▸ **Exercise directions**:
Reproduce the rows between the lines holding "Every instance of the cloudy" and "pixel 390 159", inclusive. In them, switch "stone tower" to "brick tower" and leave everything else unchanged.

(Recorded data)
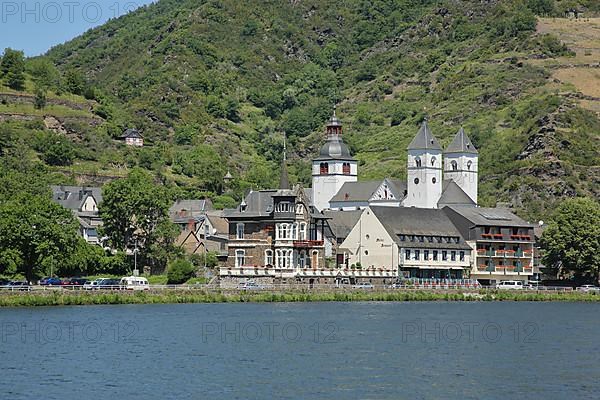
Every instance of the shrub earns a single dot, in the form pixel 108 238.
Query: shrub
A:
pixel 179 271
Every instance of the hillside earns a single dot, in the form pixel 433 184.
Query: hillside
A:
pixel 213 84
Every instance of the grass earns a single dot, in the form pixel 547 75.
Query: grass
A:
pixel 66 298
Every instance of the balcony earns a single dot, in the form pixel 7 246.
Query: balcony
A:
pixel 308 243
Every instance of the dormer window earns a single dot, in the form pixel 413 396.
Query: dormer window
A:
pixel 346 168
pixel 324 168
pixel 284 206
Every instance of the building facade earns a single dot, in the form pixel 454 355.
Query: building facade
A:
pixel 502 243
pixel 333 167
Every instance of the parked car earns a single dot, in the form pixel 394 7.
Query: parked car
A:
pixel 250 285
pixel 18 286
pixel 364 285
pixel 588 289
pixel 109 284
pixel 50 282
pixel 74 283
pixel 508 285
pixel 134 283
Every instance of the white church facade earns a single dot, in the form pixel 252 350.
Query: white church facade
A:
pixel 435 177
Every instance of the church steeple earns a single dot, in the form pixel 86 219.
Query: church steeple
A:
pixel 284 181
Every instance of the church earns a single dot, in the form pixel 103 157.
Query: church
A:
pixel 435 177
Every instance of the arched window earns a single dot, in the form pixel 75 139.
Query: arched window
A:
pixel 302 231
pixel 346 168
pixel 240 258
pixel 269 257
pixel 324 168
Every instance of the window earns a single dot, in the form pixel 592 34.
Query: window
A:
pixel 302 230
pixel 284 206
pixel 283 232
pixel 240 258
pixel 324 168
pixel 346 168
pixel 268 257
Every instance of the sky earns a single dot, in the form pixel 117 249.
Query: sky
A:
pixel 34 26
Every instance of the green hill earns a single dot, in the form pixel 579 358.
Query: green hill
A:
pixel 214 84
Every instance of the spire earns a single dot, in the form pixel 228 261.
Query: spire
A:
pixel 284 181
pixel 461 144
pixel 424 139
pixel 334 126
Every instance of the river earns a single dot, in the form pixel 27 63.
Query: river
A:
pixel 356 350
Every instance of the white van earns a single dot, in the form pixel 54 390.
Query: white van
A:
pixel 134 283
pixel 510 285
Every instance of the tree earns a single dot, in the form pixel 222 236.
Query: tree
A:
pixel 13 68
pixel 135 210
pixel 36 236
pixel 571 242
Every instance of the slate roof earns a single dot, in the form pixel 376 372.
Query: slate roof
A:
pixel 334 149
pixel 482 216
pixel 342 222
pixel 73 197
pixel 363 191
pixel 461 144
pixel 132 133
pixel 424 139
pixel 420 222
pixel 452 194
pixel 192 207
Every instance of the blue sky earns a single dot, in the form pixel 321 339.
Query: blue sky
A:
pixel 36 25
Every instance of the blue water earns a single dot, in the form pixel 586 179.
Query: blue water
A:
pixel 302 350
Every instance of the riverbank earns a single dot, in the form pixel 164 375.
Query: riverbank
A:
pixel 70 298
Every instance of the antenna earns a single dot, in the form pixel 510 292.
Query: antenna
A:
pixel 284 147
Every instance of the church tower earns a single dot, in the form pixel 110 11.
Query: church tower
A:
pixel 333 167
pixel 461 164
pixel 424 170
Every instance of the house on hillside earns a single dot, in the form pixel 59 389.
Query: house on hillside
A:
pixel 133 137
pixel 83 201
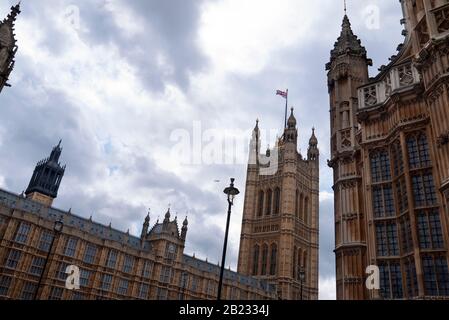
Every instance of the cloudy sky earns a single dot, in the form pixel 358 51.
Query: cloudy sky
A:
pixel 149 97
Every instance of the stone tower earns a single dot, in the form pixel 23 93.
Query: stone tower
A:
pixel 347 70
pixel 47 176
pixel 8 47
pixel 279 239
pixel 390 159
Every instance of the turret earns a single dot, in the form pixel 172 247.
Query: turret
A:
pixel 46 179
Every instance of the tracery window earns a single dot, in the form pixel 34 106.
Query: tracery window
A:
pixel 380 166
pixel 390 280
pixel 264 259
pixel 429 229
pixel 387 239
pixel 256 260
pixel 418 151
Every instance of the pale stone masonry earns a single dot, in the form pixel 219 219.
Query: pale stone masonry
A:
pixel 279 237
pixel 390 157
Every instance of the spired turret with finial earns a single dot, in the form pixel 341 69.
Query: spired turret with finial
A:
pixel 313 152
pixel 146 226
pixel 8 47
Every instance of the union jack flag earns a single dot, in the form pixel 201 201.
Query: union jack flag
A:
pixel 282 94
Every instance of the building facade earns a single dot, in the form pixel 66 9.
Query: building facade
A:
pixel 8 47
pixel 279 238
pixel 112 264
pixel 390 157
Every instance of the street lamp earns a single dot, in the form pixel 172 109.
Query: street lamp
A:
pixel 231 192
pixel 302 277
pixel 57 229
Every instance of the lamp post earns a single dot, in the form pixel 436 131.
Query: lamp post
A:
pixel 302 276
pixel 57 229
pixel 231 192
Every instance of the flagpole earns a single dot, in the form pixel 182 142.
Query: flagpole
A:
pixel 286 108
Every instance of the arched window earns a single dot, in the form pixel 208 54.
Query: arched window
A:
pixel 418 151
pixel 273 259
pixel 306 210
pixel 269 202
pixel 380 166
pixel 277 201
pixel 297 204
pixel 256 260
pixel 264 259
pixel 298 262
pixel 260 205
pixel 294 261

...

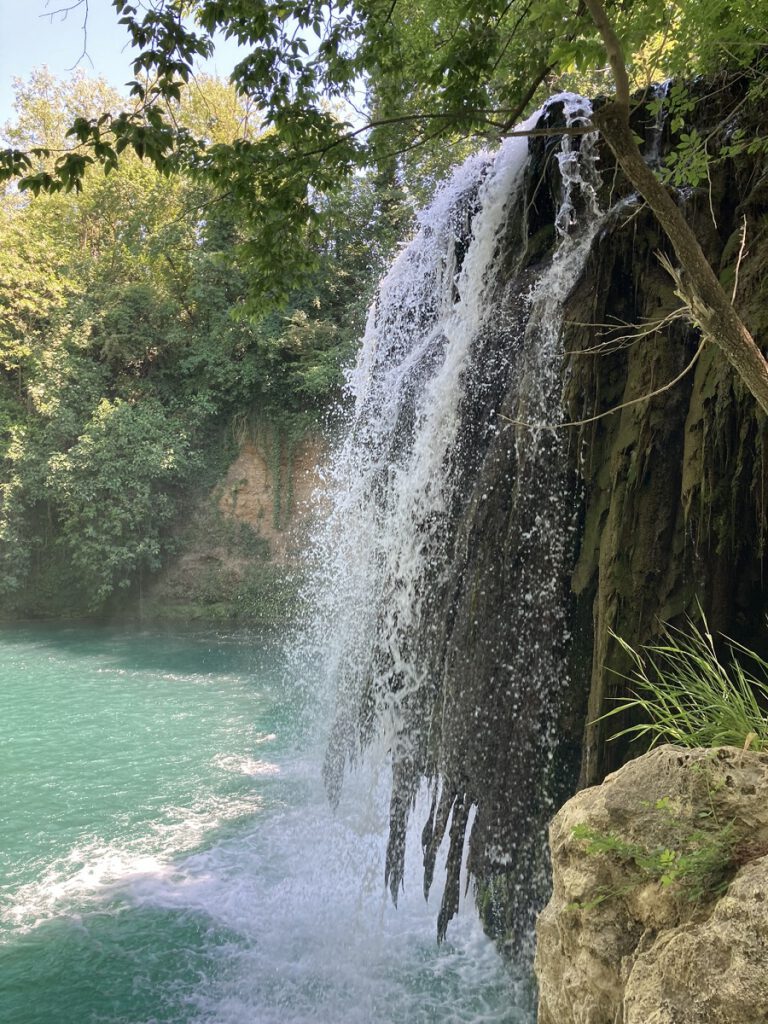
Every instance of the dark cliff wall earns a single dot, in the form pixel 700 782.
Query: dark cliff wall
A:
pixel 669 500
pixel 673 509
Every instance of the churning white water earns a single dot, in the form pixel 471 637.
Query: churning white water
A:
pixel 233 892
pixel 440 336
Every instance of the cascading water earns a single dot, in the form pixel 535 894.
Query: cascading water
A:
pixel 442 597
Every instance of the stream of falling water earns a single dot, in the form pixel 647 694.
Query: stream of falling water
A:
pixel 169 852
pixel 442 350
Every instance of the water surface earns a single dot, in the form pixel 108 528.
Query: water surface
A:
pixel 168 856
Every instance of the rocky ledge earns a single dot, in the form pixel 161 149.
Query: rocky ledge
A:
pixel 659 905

▸ **Finished task**:
Every instance of the cloudy sky earns a single dot, in the form pixel 358 51.
Query: cloudy sky
A:
pixel 149 97
Every instance of the brick tower earns a single dot, in the form pixel 23 93.
Query: brick tower
A:
pixel 347 70
pixel 47 176
pixel 8 47
pixel 279 239
pixel 390 159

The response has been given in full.